▶ **Saved entries**
BEGIN

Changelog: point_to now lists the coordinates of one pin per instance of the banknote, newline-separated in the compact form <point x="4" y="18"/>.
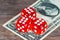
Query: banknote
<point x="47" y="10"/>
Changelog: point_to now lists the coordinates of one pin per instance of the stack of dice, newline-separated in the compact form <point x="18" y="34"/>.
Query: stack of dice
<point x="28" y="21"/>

END
BEGIN

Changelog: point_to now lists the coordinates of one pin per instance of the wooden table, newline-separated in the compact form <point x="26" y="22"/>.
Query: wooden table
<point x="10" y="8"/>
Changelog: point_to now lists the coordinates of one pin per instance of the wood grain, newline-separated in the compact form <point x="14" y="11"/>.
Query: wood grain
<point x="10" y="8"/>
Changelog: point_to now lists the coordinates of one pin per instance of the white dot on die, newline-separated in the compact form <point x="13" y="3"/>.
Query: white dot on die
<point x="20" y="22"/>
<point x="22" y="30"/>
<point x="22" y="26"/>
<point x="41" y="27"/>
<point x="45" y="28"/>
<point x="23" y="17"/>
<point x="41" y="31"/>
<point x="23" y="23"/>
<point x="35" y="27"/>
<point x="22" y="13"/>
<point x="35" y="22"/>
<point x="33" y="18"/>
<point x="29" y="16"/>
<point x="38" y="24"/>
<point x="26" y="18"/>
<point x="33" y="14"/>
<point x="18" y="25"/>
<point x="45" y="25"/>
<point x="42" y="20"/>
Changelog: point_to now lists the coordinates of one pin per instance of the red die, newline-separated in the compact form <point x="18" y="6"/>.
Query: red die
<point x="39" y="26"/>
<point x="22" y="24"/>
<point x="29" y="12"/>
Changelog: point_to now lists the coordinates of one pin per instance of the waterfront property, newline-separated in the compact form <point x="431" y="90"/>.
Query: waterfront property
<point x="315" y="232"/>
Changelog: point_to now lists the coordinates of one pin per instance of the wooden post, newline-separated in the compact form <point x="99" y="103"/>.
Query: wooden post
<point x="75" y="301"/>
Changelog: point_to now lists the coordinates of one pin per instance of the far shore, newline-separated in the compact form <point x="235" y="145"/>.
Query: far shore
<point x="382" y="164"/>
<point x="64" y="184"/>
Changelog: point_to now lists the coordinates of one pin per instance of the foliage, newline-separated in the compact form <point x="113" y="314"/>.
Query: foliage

END
BEGIN

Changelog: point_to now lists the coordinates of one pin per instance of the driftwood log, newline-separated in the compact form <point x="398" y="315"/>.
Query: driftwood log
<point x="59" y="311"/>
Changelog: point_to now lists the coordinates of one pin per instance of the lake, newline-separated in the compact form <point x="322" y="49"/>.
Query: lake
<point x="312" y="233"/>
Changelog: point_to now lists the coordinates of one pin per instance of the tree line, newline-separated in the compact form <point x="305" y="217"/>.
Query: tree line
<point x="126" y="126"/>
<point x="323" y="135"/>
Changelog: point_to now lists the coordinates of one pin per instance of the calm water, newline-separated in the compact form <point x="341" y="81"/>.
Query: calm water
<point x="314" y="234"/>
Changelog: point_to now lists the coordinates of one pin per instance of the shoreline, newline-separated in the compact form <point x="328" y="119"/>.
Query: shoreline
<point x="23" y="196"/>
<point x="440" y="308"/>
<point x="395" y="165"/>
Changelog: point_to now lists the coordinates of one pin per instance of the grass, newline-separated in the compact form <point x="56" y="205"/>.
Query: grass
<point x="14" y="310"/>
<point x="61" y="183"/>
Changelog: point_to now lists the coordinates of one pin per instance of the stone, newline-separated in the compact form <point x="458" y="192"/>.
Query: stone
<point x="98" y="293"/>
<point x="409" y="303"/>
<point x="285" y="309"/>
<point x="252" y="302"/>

END

▶ **Task**
Collect from the data above every line that includes "foliage".

▶ **Your response**
Changelog: point_to now lists the coordinates of one pin per instance of the foliage, newline-separated in the compact form <point x="113" y="314"/>.
Query: foliage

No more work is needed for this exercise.